Object point labels
********
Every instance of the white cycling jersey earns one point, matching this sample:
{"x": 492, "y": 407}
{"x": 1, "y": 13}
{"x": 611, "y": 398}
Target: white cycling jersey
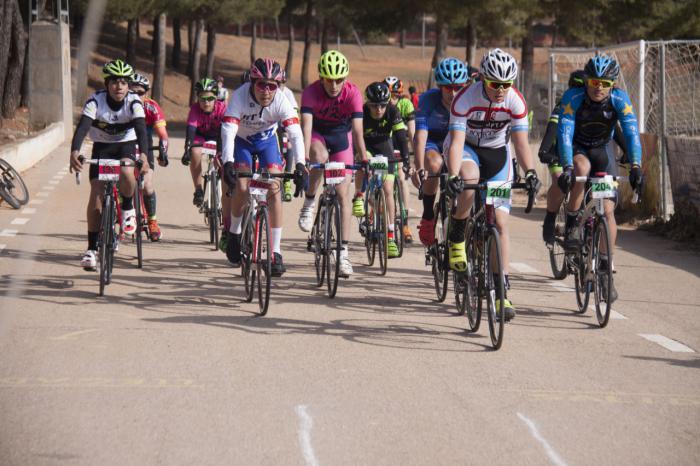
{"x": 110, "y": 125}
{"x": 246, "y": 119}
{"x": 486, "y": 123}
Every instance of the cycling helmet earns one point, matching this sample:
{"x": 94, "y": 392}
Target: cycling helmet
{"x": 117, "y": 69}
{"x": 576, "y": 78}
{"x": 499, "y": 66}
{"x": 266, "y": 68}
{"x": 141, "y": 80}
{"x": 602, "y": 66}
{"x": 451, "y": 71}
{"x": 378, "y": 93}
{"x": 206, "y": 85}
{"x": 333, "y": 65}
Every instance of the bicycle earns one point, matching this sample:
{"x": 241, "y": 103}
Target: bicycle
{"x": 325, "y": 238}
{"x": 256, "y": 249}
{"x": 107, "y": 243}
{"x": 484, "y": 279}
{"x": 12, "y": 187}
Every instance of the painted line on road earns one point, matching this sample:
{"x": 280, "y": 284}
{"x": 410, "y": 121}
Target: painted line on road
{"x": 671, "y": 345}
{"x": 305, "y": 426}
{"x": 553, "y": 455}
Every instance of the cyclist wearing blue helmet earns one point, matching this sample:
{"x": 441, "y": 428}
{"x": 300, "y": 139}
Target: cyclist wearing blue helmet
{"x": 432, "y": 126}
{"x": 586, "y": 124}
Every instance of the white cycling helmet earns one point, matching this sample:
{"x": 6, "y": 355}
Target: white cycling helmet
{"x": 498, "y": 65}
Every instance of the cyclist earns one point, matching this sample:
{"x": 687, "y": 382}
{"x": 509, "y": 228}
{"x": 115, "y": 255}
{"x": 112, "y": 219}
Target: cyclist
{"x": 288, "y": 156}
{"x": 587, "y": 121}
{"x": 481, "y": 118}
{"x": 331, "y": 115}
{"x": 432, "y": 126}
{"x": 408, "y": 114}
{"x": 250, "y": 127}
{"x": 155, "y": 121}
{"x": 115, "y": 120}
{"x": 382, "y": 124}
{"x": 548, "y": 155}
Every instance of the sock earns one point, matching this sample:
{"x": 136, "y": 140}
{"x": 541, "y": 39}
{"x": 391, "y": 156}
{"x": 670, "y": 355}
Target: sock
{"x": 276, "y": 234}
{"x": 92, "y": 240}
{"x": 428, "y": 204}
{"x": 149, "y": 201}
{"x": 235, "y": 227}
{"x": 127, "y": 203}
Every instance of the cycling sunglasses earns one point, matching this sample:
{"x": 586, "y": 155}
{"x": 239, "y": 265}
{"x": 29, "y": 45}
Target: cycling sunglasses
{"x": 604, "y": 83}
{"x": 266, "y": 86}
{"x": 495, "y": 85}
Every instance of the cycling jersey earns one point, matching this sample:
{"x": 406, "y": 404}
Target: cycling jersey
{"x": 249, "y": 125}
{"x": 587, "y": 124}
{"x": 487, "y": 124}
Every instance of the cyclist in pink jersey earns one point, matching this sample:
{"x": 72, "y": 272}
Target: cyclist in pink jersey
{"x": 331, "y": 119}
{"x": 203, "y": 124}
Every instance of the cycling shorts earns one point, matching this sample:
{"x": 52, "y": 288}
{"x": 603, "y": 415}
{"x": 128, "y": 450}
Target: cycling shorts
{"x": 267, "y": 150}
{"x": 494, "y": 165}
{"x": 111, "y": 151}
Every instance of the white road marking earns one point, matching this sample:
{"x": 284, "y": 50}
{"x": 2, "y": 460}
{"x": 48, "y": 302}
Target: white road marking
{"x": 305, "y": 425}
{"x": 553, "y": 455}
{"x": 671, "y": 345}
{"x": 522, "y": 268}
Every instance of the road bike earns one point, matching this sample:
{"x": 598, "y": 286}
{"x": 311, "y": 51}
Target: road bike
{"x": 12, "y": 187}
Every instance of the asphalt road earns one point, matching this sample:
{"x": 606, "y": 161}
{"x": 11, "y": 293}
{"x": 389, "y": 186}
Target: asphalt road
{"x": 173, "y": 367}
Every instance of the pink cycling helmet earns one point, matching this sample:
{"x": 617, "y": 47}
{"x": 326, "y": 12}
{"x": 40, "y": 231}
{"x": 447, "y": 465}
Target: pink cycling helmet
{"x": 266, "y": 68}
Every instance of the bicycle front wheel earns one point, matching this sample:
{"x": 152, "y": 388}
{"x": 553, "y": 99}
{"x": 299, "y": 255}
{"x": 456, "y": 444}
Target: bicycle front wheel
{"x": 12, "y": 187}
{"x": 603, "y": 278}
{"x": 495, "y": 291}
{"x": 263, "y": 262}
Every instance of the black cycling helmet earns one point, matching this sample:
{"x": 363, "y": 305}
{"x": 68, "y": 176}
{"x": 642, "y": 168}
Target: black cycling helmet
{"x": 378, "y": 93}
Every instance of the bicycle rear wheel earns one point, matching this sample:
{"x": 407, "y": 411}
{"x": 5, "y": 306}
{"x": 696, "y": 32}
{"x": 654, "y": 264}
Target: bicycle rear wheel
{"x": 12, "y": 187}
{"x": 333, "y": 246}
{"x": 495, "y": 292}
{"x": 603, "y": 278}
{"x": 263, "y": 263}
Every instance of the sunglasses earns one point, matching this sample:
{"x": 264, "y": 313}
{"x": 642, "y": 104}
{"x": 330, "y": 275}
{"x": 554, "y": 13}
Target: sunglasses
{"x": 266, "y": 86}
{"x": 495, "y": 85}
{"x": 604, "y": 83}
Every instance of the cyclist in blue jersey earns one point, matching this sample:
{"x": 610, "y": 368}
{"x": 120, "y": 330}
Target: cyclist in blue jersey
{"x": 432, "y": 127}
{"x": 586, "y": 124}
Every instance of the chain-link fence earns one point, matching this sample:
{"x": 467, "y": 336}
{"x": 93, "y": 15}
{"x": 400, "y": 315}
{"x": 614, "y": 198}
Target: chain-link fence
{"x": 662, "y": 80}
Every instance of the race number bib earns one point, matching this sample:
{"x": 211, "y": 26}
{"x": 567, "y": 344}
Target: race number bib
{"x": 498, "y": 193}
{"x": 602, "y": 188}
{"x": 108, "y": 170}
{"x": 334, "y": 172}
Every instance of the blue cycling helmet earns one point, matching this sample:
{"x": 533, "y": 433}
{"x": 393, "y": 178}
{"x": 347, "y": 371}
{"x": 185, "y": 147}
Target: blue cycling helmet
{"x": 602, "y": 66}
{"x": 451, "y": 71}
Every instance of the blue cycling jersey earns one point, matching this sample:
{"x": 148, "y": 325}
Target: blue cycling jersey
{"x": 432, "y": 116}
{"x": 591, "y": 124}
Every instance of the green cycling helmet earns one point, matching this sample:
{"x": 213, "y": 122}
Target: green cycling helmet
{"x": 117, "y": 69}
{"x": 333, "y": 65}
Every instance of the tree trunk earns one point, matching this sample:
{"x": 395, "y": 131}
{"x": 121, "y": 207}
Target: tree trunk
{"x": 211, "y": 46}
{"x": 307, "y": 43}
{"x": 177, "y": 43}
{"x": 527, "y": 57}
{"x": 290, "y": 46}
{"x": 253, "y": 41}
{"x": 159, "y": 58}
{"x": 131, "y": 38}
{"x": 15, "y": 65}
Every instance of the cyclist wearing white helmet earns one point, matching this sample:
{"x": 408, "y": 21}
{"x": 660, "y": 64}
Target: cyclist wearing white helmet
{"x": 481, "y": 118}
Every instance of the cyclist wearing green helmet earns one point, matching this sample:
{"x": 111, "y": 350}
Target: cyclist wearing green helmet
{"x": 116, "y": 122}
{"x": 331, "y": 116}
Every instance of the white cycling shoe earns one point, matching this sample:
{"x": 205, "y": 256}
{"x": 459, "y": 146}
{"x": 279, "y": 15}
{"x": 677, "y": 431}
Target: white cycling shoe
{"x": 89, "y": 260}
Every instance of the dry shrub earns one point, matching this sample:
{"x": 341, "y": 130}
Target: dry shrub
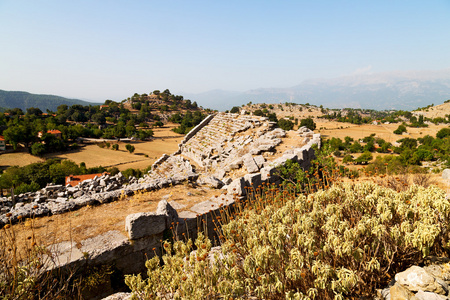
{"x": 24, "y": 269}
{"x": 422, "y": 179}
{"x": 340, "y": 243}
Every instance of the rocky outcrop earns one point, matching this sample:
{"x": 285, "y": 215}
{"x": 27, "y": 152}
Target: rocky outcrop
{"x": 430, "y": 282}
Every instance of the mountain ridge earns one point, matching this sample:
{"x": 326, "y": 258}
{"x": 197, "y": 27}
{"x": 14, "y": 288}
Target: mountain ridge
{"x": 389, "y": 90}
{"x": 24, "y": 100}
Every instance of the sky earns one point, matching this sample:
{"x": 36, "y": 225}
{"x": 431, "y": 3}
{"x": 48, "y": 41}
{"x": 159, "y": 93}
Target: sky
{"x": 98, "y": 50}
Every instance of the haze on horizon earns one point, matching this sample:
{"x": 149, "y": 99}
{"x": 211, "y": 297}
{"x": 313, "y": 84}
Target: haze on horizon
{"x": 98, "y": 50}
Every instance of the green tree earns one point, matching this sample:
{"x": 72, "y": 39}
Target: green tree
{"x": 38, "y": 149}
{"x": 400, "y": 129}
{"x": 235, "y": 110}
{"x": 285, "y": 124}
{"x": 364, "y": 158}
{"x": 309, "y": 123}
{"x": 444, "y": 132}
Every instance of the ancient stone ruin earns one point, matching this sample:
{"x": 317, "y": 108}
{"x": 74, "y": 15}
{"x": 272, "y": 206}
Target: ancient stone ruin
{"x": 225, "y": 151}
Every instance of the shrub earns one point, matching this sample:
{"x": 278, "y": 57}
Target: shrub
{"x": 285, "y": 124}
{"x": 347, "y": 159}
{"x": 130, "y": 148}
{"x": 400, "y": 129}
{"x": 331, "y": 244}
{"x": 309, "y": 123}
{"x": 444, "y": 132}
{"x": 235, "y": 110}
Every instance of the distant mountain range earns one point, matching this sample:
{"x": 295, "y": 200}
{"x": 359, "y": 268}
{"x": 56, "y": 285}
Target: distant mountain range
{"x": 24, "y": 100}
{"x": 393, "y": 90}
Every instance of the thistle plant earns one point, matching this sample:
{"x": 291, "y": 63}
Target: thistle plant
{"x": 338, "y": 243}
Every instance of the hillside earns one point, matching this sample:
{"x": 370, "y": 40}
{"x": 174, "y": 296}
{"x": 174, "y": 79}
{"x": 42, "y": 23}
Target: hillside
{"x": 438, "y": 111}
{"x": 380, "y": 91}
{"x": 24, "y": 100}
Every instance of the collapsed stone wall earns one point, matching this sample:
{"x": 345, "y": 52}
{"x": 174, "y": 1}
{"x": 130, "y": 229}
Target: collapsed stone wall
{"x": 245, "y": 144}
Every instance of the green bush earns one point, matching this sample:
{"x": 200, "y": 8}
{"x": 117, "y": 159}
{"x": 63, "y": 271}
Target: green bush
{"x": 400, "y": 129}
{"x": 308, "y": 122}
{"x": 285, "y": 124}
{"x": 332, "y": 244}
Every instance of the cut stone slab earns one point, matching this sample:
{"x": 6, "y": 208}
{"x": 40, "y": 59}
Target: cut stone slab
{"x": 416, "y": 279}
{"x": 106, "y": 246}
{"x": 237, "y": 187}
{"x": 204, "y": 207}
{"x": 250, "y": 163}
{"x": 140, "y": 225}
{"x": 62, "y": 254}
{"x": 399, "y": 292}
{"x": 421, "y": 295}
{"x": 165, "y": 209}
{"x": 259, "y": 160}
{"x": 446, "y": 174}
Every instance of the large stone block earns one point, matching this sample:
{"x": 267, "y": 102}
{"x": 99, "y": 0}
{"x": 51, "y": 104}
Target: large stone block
********
Look above for the line containing "Every instance of the thistle", then transcribe it and all lines after it through the last, exactly and with nothing else.

## Response for this exercise
Every instance of the thistle plant earns one point, matching this sample:
{"x": 291, "y": 63}
Target: thistle plant
{"x": 338, "y": 243}
Every instance of the hillside earns one point, matching this sample:
{"x": 370, "y": 40}
{"x": 174, "y": 296}
{"x": 174, "y": 79}
{"x": 42, "y": 23}
Target: hillside
{"x": 438, "y": 111}
{"x": 380, "y": 91}
{"x": 24, "y": 100}
Every instance of the collapsed stone wall earns one point, matching this sample:
{"x": 345, "y": 52}
{"x": 174, "y": 1}
{"x": 130, "y": 229}
Target: collapsed stone wall
{"x": 245, "y": 144}
Every instance of the green bush earns one point, matching this sample:
{"x": 200, "y": 8}
{"x": 117, "y": 159}
{"x": 63, "y": 271}
Target: green bush
{"x": 400, "y": 129}
{"x": 308, "y": 122}
{"x": 285, "y": 124}
{"x": 332, "y": 244}
Every instance of the cut stone slab earns one point, matching this sample:
{"x": 6, "y": 208}
{"x": 40, "y": 59}
Target: cut stone slab
{"x": 416, "y": 279}
{"x": 106, "y": 246}
{"x": 237, "y": 187}
{"x": 204, "y": 207}
{"x": 250, "y": 163}
{"x": 140, "y": 225}
{"x": 62, "y": 254}
{"x": 399, "y": 292}
{"x": 421, "y": 295}
{"x": 165, "y": 209}
{"x": 259, "y": 160}
{"x": 446, "y": 174}
Every instance of the large stone block earns one point, matching this sample:
{"x": 267, "y": 102}
{"x": 99, "y": 0}
{"x": 51, "y": 104}
Target: large stone block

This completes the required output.